At home, my *Lsass.exe = 13312 bytes* (File Properties, size) and it's the same on my work PC.

I assume you did a search for *MPR.DLL*, correct? I found it in several places but the working copy will be in *C:\Windows\System32*, filesize 59,904 bytes.

IF it is in *C:\Windows\System32*, try entering *regsvr32 mpr.dll* from *[Start], Run*, to re-register the DLL, then reboot.


----------



## GiveUsaClue (Jun 10, 2008)

*Re: lsass.exe - unable to locate component*

Thanks for your input - appreciated.
But... I can't do anything with the pc (I'm using another to write this).
I can't even get in via safe mode.
I feel totally stuffed.
Any ideas?
anyone?
:sigh:


----------



## Wrench97 (May 10, 2008)

*Re: lsass.exe - unable to locate component*

Do you have a windows CD? You can boot off the CD and use the Recovery Console to replace the file as Geekgirl suggested.


----------



## GiveUsaClue (Jun 10, 2008)

*unable to locate component - the story continues*

OK - have managed to get mpr.dll onto the pc from another pc by floppy using Recovery Console. :grin: Rebooted and now it didn't stop at the plain black screen but showed a logon dialogue box - instead of the normal blue screen with each profile user's icon.

□ □ □ □ □ □ □

*Work instructions*: In the thread about the lsass.exe error, what file size is given for the working copy of MPR.DLL in C:\Windows\System32?

*Supplied records*:
□ □ □ □ □ □ □

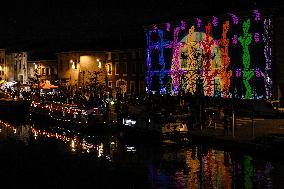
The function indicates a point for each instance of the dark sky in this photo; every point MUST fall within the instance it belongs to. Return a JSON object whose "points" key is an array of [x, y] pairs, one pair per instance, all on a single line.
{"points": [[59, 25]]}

□ □ □ □ □ □ □

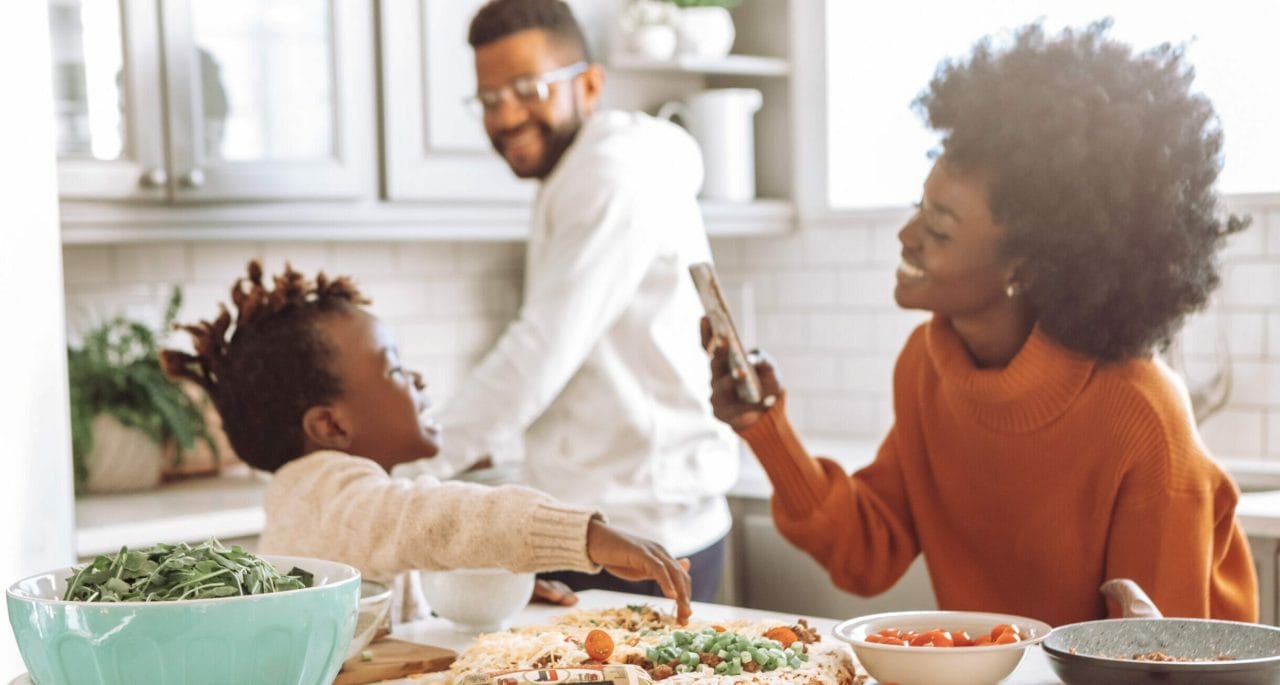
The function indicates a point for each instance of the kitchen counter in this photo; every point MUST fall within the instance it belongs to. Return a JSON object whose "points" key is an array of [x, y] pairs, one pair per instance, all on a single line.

□ □ □ □ □ □ □

*Solution for this task*: 59,904 bytes.